Reading passage: Begin
/genDL

Genomic experiments in Deep Learning

Primary LanguageJupyter Notebook

genDL

Genomic experiments in Deep Learning. Our goal is to improve upon classical methods (PWM, WAM, MM) using neural networks.

Directory Structure

  • arch - archive of old stuff, don't modify
  • data - data files and scripts for managing/generating data files
  • docs - tutorial, API
  • gendl - shared libraries (include in PYTHONPATH)
  • nn - neural network experiments
  • pwm - position weight matrix experiments
  • test - unit and functional testing
  • xtra - uncategorized experiments that may find an eventual home elsewhere

Each of the directories above has its own REAMDE.md file that describes its contnents and intents. An overview is given below.

The arch Directory

This is the previous incarnation of genDL in all its former glory. This entire directory will be deleted eventually. Please don't make changes to this directory ever.

The data Directory

If data is used by more than one experiment, place it in the data directory. Scripts used to generate data may also be placed in data. Some data generation procedures are in datacore/project_gendl.
Reading passage: End
▶ Task instructions
Can you carry on the genDL README from its final sentence?
Supplied data: Begin
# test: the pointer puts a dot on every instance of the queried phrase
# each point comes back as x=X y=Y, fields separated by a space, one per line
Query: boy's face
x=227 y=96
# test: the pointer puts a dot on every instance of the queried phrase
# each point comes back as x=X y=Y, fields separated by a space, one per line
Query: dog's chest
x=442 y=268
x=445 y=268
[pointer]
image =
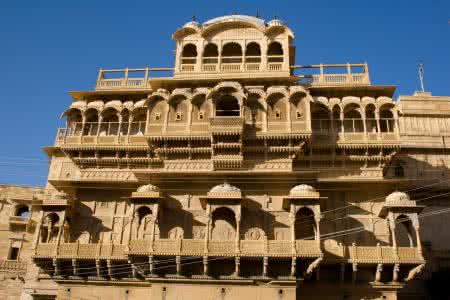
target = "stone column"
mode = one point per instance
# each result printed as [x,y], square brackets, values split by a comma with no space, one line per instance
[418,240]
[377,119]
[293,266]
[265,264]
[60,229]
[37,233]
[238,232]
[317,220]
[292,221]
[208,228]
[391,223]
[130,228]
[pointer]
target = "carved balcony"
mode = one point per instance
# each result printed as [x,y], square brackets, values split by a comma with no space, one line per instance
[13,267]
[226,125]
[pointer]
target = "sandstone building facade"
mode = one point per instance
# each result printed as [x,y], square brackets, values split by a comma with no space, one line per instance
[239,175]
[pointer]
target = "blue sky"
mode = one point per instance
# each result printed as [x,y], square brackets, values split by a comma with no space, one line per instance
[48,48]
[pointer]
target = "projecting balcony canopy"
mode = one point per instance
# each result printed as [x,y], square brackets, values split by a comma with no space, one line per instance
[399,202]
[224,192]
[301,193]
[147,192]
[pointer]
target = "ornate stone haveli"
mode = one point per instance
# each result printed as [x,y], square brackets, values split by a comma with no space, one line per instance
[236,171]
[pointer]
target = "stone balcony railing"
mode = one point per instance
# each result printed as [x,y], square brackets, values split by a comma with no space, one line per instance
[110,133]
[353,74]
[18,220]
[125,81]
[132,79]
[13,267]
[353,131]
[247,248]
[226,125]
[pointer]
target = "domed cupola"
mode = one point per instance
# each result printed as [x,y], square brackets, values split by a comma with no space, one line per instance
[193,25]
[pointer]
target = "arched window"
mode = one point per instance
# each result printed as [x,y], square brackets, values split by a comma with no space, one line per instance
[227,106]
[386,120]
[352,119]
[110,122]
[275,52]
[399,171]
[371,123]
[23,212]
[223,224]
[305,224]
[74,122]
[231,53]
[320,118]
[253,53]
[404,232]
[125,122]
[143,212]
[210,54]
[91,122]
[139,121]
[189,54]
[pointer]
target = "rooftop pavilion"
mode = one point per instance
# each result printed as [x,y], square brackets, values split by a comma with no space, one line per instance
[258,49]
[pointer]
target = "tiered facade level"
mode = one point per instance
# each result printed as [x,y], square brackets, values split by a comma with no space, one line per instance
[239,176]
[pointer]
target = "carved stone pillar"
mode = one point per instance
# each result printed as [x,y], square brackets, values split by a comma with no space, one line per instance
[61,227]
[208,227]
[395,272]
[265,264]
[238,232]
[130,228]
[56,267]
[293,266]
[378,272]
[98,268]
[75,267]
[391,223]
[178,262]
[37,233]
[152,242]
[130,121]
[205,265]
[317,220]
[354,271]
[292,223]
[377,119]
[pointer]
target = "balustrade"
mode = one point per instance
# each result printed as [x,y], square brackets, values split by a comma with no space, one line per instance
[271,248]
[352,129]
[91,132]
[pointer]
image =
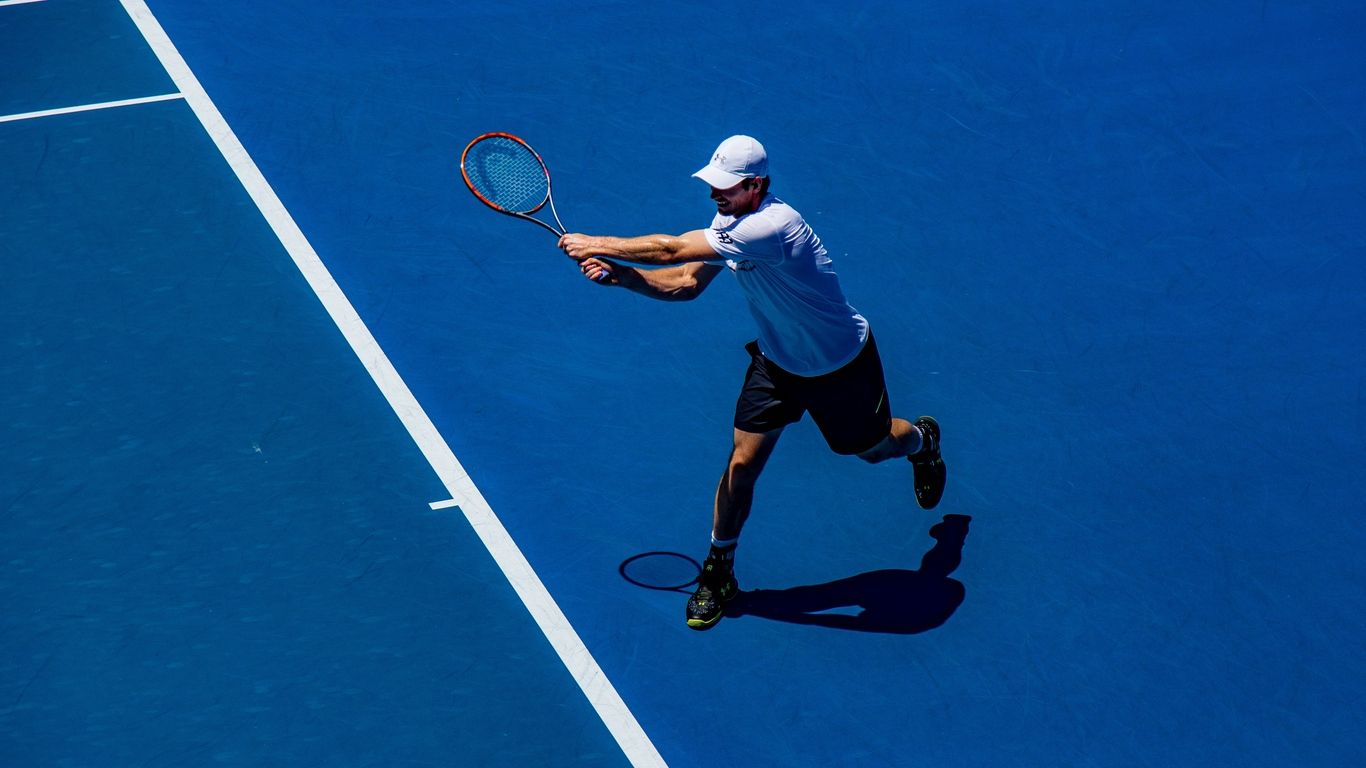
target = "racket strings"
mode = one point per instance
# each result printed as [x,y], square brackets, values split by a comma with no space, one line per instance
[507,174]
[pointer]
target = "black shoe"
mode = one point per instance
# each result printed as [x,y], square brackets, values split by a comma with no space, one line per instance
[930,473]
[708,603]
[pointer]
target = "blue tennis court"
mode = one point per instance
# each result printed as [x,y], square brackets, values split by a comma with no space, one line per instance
Supplied data: End
Supplied data: Begin
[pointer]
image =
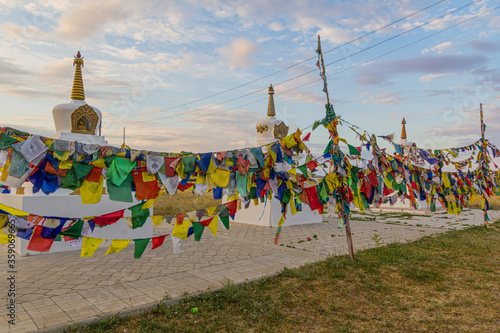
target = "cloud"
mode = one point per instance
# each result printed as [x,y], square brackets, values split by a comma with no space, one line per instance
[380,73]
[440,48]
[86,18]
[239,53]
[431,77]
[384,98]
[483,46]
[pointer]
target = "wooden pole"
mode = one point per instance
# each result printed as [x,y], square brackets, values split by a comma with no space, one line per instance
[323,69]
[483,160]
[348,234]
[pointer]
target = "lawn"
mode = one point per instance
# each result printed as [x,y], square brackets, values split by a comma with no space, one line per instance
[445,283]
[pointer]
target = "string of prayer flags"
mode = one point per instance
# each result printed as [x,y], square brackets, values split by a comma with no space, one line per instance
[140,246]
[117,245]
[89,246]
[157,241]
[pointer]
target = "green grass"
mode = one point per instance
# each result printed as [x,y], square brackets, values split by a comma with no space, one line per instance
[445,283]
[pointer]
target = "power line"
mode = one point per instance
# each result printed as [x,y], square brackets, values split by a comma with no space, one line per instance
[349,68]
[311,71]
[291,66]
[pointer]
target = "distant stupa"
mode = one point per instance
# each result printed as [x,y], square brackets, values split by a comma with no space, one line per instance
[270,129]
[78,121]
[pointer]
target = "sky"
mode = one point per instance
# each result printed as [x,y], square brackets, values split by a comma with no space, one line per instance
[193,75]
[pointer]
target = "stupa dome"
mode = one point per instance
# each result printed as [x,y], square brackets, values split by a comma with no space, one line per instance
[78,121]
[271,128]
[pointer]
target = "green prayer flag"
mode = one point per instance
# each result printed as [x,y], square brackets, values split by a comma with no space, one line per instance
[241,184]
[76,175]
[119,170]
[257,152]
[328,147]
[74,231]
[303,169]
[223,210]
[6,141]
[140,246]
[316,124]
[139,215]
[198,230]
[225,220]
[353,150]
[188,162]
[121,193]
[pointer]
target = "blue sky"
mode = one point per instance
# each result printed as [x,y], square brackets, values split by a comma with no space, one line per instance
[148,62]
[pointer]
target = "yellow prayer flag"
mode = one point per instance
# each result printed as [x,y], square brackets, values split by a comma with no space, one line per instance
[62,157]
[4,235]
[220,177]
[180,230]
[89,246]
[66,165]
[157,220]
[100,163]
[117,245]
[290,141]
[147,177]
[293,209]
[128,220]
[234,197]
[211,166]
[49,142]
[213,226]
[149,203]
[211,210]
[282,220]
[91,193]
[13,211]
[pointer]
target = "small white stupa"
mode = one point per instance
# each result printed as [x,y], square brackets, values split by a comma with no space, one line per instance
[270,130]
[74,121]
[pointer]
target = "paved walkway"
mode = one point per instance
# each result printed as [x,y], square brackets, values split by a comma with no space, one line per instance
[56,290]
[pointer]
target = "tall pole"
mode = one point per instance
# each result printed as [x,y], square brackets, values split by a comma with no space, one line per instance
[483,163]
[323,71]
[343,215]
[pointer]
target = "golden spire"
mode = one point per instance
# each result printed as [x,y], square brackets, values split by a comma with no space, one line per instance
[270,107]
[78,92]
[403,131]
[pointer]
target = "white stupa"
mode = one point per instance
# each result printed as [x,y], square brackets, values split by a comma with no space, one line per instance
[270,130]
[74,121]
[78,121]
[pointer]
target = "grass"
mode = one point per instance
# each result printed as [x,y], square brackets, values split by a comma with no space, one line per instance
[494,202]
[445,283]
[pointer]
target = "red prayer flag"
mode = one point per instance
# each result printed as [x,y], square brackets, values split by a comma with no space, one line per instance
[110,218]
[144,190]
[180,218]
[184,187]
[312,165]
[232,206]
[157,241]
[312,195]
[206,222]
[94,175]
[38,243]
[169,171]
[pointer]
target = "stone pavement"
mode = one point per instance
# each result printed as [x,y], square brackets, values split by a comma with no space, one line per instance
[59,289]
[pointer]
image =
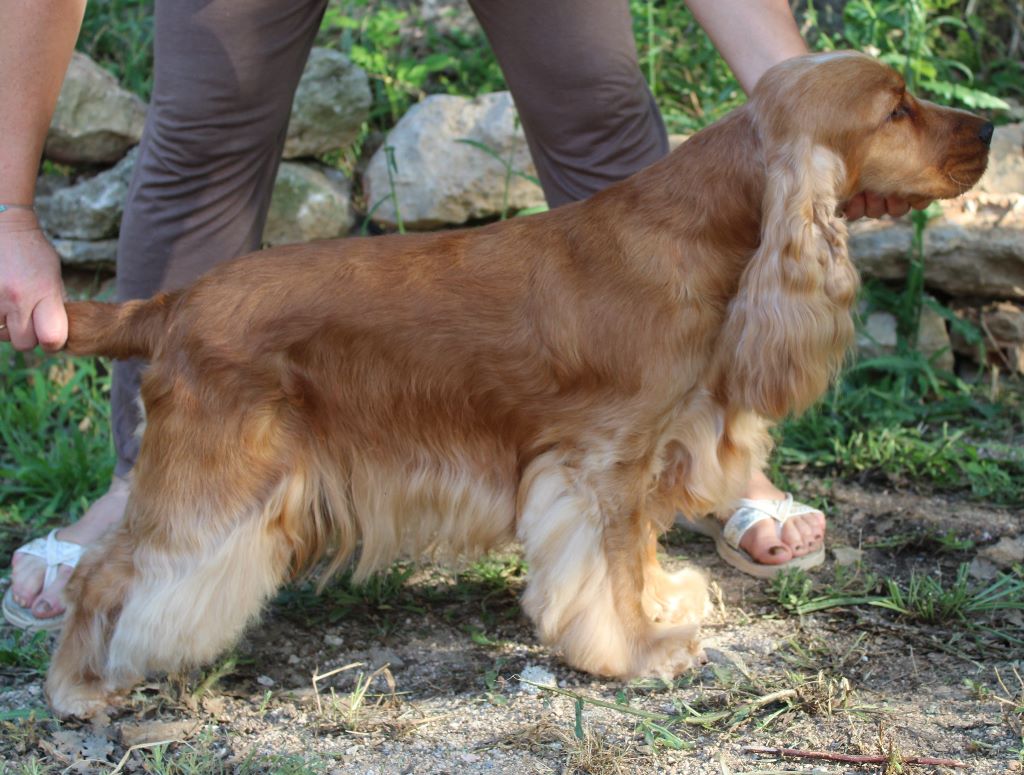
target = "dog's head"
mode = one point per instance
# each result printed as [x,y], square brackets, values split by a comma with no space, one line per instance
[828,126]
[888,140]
Supplied data: End
▶ Result
  • splice42 contains 42 bp windows centered on the donor or acceptor site
  • ime50 contains 50 bp windows of A. thaliana introns

The gendl Directory

All shared libraries go in the gendl directory. Don't put shared libraries inside experiment directories. All imports should come from the parent gendl namespace followed by the library name. Here are some examples of how to import gendl libraries.

import gendl.pwm
import gendl.pwm as pwm
from gendl.pwm import make_pwm

If you're editing gendl libraries, don't import obscure libraries or libraries with large dependancies.

Experiment Directories

Experiment directories contain a mixture of code, data, and maybe figures or other files. Each type of experiment may have several flavors. For example, you will find pwm/strawman and pwm/wam. Each sub-experiment should have its own README.md to describe its contents and intents.